Exercise.
Edit the items below so that every "Indicate" becomes "Mark", keeping everything else the same.

(Rows from a pointing dataset)
- - - - -

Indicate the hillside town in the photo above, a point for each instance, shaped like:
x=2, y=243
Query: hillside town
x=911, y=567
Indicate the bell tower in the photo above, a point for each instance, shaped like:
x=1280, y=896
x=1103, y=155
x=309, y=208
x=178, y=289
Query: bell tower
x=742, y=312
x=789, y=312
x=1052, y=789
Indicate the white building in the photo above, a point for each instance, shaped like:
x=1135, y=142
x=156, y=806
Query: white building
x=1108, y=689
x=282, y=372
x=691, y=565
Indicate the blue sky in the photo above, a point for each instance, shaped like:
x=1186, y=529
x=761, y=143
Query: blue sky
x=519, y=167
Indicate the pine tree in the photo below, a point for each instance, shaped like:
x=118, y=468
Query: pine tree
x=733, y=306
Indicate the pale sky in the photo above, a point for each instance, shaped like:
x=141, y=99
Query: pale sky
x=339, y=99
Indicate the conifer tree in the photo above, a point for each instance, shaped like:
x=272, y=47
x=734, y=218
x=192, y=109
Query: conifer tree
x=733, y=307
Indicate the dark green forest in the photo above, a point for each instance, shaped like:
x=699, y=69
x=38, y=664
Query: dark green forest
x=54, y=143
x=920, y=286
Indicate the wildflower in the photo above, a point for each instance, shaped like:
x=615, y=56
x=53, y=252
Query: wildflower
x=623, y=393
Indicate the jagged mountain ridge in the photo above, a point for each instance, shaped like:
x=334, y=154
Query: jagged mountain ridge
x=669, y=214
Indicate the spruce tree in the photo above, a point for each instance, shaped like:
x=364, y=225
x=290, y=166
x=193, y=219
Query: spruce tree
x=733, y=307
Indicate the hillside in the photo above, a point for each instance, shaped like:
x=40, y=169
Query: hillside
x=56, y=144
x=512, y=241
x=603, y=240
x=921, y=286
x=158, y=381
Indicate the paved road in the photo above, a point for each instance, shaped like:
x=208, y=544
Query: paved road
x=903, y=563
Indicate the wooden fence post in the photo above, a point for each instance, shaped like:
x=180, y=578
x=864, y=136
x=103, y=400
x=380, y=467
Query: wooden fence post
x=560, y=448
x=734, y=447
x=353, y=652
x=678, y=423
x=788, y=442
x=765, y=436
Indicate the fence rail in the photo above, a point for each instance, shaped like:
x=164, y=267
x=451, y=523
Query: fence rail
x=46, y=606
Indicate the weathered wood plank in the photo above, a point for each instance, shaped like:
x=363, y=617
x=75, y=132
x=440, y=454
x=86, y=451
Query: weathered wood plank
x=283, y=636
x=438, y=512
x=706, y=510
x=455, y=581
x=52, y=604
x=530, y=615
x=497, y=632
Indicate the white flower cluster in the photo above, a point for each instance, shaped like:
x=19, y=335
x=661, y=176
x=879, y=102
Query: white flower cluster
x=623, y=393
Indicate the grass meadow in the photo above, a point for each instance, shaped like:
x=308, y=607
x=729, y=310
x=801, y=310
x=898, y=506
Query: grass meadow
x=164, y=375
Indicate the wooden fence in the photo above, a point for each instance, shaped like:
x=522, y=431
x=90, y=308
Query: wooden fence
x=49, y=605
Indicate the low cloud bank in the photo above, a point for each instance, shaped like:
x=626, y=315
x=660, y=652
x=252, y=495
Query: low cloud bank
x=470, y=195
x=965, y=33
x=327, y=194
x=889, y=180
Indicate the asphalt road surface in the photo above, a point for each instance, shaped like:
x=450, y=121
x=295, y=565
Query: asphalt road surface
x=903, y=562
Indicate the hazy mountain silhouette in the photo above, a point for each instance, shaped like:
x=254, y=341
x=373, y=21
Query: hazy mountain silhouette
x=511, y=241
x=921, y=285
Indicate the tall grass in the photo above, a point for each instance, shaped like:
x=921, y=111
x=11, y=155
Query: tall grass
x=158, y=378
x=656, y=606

- - - - -

Response to the task.
Mark the hillside town in the photo above, a point for each instance, shaped like:
x=2, y=243
Query: hillside town
x=911, y=567
Mark the bell tower in the photo above, a point for each instance, shaped like:
x=1280, y=896
x=1103, y=155
x=309, y=208
x=178, y=289
Query: bell tower
x=742, y=312
x=789, y=312
x=1052, y=789
Mark the white building in the photo above, a point for each instance, shaped like:
x=1135, y=142
x=156, y=806
Query: white building
x=1108, y=689
x=282, y=372
x=691, y=565
Mark the blue sky in the photo above, a point for each instance, shaped like:
x=1186, y=529
x=761, y=143
Query: blue sky
x=519, y=167
Mark the pine tree in the photo below, a point for each instance, shaped like:
x=118, y=468
Query: pine tree
x=733, y=306
Mark the pale sky in the photo above, a point for each instance, shaped like:
x=141, y=99
Query: pale sky
x=339, y=99
Mark the conifer tree in the photo above, a point for each instance, shaped like:
x=272, y=47
x=734, y=218
x=192, y=109
Query: conifer tree
x=733, y=307
Mark the dark green forest in the photo above, a point for each instance, shaped like:
x=699, y=69
x=38, y=664
Query: dark green forest
x=54, y=143
x=920, y=286
Mark the wildflower in the photo above, a point for each instance, shaped like:
x=615, y=56
x=53, y=252
Query: wildflower
x=623, y=393
Mark the jagged mountain ridge in the photo above, a point for each instance, shaped like:
x=334, y=154
Query: jagged mountain ridge
x=669, y=214
Mark the spruce tree in the photo above, a point for each instance, shaped like:
x=364, y=225
x=290, y=166
x=193, y=219
Query: spruce tree
x=733, y=307
Mark the hillside in the photo above, a point for each instance, shaped like:
x=40, y=169
Query: hillside
x=56, y=144
x=512, y=241
x=603, y=240
x=921, y=286
x=158, y=381
Mark the paved road in the photo above, a point for each instance, shaped like:
x=208, y=544
Query: paved road
x=903, y=563
Mark the wooden fence post in the photo above, a point for each instance, shaped like:
x=180, y=578
x=864, y=136
x=103, y=400
x=380, y=467
Query: wooden fence post
x=560, y=448
x=734, y=447
x=353, y=652
x=678, y=423
x=788, y=442
x=765, y=436
Mark the fence rail in the photo above, a point for each instance, shaped like:
x=164, y=267
x=451, y=523
Query: fence rail
x=46, y=606
Mark the weathered wood plank in the photo above, a point for each instance, shaped like:
x=363, y=617
x=75, y=132
x=440, y=454
x=86, y=451
Query: weathered wood plank
x=283, y=636
x=438, y=512
x=706, y=510
x=455, y=581
x=52, y=604
x=530, y=615
x=497, y=632
Mark the white flower cluster in the photo above, a point for each instance, shaped like:
x=19, y=335
x=661, y=176
x=879, y=102
Query: white flower cluster
x=623, y=393
Mark the grass meadow in the photo above, a point for each instance, shaped like:
x=308, y=607
x=729, y=310
x=801, y=310
x=898, y=506
Query: grass meadow
x=164, y=375
Mark the wooden fence in the photo above, a point for each instance, shaped like:
x=522, y=431
x=90, y=308
Query: wooden fence
x=49, y=605
Mark the low cloud bank in the photo above, a point for each instance, shaped like:
x=626, y=315
x=660, y=652
x=252, y=495
Query: low cloud bank
x=470, y=195
x=965, y=33
x=327, y=194
x=889, y=180
Mark the asphalt road surface in the photo above, a point for each instance, shaped like:
x=450, y=121
x=295, y=565
Query: asphalt road surface
x=903, y=562
Mark the hazy mountain silhouette in the photo above, a point for each instance, shaped like:
x=254, y=341
x=373, y=21
Query: hazy mountain silhouette
x=511, y=241
x=921, y=285
Mark the tall grass in the photo above, a point for each instance, shaped like:
x=921, y=111
x=11, y=155
Query: tall grass
x=158, y=378
x=656, y=606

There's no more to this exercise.